• [OBJECTIVE] Put the material below into a Markdown table with the columns Row and Material line, one numbered row per line, from the line with "of the sky." up to and including the line with "pixel 79 112", and skip blank lines. Leave the pictures out of the table.
· · · ·
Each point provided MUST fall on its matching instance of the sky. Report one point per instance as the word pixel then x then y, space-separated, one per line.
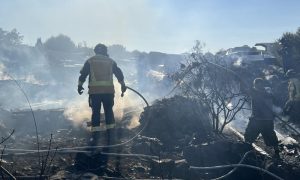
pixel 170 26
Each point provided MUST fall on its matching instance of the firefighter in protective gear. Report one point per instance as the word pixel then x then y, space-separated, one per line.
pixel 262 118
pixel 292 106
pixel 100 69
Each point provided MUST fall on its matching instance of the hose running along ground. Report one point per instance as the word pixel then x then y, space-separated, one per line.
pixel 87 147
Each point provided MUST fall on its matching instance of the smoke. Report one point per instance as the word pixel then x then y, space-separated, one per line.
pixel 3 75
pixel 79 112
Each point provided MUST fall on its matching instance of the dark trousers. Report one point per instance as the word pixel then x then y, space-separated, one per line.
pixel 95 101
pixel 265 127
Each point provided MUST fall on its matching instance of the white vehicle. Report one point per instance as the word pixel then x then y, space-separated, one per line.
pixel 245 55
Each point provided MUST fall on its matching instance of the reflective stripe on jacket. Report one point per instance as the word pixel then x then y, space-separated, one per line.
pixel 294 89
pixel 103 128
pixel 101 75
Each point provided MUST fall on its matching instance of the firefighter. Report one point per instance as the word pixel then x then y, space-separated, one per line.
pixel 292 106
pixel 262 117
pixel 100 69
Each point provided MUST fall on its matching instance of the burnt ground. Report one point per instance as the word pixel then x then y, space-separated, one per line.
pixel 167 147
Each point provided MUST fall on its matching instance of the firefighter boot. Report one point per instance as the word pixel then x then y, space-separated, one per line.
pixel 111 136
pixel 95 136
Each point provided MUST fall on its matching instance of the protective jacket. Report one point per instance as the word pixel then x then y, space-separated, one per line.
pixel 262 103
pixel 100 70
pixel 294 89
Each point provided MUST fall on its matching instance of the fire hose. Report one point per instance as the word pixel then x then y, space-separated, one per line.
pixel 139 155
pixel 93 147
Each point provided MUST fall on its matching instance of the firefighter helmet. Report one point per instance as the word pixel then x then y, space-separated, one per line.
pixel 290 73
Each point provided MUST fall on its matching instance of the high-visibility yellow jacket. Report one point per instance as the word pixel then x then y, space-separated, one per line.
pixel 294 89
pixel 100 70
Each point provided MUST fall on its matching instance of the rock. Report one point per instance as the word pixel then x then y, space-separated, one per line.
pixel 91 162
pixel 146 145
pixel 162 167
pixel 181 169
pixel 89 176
· · · ·
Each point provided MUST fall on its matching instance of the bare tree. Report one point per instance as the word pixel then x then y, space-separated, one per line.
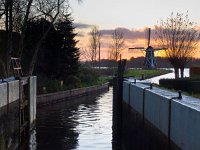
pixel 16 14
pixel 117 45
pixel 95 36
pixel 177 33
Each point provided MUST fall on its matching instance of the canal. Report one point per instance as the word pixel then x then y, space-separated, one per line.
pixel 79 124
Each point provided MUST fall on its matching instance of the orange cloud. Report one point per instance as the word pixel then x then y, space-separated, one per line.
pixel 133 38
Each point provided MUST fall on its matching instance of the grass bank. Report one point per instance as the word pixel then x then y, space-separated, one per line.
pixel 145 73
· · · ·
• [REPLY TO THE TASK]
| Row | Material line |
|---|---|
| 1 | Each point provided MUST fall on its matching instance of the sky. Report one point per instance as the word pixel then x then y, space-separated, one per line. |
| 2 | pixel 170 26 |
| 3 | Each point provided MUST fall on its matching instance of the firefighter in protective gear. Report one point per instance as the word pixel then x then y, space-separated, one per line. |
| 4 | pixel 262 118 |
| 5 | pixel 292 106 |
| 6 | pixel 100 69 |
| 7 | Each point provided MUST fall on its matching instance of the hose running along ground. Report one point per instance as the word pixel then x then y, space-separated, one per line. |
| 8 | pixel 87 147 |
| 9 | Each point provided MUST fall on its matching instance of the smoke. Report one point per instance as the word pixel then x then y, space-separated, one per line. |
| 10 | pixel 3 75 |
| 11 | pixel 79 112 |